**EXERCISE INSTRUCTIONS**
Select and copy every line in the records below that contains the string "tree". Uppercase and lowercase letters count as different.

Bounding box annotation entries:
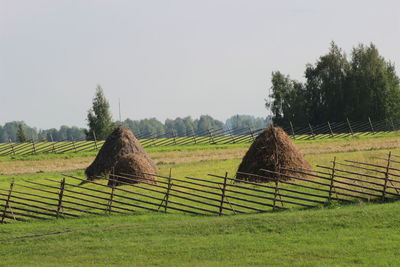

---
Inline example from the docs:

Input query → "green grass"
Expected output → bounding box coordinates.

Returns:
[0,203,400,266]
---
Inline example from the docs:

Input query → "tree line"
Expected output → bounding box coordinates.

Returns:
[0,115,268,143]
[266,42,400,126]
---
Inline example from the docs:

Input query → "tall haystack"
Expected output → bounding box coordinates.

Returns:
[85,126,157,180]
[108,153,157,186]
[236,125,311,182]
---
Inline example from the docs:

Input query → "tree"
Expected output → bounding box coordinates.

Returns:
[266,42,400,126]
[266,71,307,126]
[86,85,115,140]
[348,44,400,121]
[305,42,350,124]
[17,123,26,143]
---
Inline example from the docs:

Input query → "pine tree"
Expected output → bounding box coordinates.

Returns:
[17,124,26,143]
[86,85,115,140]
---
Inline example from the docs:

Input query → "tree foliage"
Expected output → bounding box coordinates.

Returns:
[266,42,400,125]
[86,85,115,140]
[17,123,26,143]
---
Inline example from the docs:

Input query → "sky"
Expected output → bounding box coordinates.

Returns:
[0,0,400,129]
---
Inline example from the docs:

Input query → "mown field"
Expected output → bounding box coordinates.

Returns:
[0,135,400,266]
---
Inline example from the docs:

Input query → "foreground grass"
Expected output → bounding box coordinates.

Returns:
[0,203,400,266]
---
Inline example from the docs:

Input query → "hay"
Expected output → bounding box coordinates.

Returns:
[108,153,157,186]
[236,126,311,182]
[85,126,157,180]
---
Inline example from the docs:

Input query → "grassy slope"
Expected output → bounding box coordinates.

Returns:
[0,203,400,266]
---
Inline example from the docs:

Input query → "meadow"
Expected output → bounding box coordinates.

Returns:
[0,134,400,266]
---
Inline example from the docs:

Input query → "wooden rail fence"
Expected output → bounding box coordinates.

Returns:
[0,153,400,224]
[0,119,400,156]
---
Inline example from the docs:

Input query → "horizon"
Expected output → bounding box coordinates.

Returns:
[0,0,400,129]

**REPLY**
Input query → "tree line"
Input query → "tree"
Input query → "pine tree"
Input query → "tree foliage"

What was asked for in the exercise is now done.